### [THE INPUT]
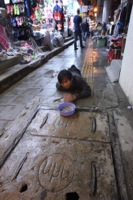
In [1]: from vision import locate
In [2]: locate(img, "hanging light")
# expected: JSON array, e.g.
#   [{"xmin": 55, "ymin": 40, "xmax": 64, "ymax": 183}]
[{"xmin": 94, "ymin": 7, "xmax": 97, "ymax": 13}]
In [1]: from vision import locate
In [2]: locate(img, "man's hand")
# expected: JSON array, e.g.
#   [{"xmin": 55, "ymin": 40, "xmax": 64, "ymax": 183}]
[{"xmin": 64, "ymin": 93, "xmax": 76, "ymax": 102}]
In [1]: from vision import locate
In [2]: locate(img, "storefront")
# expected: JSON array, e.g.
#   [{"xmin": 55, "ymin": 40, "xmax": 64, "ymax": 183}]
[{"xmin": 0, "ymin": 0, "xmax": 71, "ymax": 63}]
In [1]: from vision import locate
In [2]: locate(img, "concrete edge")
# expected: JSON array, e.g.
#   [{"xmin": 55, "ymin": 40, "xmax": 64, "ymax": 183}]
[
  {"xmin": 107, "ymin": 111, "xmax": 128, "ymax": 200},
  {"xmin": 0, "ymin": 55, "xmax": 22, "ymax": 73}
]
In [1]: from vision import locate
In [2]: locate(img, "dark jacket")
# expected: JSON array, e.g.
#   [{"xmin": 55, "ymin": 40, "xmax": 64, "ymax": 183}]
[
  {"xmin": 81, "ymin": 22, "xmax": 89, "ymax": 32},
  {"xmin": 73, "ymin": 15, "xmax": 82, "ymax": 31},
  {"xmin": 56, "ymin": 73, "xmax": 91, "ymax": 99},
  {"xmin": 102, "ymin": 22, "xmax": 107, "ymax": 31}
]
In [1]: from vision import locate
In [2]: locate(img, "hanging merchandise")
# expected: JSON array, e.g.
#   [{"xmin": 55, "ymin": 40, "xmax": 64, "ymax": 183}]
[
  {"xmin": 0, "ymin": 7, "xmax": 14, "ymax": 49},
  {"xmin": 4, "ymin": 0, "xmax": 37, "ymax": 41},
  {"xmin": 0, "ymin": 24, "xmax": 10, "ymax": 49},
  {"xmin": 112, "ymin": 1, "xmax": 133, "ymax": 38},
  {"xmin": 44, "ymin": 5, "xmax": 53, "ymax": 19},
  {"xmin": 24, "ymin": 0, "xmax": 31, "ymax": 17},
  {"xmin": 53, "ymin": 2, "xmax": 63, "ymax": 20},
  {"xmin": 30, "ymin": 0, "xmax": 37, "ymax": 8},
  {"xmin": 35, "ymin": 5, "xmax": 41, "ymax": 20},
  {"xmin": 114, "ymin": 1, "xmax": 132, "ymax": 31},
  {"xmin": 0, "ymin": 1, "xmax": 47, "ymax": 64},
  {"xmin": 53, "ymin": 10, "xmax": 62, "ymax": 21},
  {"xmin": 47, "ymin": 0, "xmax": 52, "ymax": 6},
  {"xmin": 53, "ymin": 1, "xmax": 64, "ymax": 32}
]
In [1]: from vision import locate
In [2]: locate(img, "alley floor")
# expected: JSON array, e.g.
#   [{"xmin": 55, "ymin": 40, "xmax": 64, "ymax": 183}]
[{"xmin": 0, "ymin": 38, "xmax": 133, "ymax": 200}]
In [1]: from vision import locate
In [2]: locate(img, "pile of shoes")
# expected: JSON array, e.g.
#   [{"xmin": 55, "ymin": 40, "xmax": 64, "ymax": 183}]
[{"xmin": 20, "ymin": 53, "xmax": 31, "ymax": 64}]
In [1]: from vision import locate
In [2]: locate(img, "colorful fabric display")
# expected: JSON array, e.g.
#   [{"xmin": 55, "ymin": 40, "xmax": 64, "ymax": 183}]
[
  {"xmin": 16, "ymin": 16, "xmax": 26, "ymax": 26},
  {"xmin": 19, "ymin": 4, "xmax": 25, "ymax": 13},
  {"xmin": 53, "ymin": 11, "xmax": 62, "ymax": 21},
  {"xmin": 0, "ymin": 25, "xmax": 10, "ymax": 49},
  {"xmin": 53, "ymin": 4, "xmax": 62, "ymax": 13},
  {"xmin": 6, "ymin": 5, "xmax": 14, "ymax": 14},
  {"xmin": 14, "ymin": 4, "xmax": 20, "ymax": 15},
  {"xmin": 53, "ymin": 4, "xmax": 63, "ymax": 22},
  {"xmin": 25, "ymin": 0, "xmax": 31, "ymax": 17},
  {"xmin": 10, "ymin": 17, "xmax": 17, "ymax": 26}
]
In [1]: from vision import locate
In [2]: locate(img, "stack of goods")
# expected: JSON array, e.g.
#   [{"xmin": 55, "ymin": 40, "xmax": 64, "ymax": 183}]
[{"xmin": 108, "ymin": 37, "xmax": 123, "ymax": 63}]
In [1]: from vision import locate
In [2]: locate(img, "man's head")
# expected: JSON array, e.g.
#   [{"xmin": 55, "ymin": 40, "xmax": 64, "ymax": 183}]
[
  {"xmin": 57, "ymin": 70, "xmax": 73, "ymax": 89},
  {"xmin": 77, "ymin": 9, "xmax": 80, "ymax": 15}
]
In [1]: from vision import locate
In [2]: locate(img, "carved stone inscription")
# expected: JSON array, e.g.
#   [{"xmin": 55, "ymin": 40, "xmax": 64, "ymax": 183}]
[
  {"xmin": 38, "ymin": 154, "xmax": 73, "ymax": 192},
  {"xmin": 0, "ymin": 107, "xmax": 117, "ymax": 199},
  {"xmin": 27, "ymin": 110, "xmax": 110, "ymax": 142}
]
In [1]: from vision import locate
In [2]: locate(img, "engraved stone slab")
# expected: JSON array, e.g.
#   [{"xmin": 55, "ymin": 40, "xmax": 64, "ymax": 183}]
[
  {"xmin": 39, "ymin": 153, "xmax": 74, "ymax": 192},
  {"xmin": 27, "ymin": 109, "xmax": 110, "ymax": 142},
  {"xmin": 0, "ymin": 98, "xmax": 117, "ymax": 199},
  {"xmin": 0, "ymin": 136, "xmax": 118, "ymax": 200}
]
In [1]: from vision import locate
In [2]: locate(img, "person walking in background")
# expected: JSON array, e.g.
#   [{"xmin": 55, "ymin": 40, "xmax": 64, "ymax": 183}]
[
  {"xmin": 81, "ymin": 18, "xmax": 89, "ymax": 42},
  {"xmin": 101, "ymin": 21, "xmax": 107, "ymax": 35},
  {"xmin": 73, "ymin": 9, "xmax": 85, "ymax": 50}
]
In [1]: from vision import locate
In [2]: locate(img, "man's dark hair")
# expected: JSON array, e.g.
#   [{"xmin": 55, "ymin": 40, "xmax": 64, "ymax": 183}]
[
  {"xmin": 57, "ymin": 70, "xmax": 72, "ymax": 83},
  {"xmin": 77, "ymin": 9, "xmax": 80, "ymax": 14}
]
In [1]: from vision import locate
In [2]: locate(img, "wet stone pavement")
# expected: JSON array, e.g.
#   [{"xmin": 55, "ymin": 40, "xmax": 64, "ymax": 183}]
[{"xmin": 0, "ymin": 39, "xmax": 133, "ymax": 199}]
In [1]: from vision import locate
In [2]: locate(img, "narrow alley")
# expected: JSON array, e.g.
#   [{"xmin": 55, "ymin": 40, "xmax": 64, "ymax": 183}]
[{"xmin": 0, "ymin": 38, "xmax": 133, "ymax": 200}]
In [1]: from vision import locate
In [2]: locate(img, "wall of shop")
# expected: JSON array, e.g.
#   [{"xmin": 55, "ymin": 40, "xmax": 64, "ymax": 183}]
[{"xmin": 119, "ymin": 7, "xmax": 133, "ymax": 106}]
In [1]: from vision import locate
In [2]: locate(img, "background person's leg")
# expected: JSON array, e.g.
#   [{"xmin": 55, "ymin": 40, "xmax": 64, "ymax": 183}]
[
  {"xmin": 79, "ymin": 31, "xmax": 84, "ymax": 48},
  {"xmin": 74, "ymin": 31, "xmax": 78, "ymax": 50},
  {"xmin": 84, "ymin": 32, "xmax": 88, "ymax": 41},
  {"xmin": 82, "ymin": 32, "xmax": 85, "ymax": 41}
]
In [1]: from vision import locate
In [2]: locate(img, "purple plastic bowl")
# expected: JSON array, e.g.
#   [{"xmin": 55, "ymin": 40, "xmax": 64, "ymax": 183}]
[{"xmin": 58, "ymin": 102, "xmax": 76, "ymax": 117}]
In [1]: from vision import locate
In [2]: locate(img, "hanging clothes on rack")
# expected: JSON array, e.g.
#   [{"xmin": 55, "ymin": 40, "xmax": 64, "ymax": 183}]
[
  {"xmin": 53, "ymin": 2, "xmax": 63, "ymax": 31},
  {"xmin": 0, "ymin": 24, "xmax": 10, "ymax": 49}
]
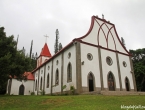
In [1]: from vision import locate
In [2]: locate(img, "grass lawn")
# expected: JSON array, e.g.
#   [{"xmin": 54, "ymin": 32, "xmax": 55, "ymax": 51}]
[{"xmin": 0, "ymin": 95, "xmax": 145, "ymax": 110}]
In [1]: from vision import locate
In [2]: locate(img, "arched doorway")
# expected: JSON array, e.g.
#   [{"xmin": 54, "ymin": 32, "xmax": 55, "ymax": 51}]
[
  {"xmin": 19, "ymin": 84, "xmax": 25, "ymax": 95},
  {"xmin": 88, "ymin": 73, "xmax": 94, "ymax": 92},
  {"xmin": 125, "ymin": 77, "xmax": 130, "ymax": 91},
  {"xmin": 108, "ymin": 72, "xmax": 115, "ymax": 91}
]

### [WHAT TO PRODUCE]
Find the string "alley" in the entries above. Copy each line where it occurs.

### [ANSWER TO THIS TASK]
In [2]: locate(img, "alley floor")
In [2]: locate(img, "narrow alley")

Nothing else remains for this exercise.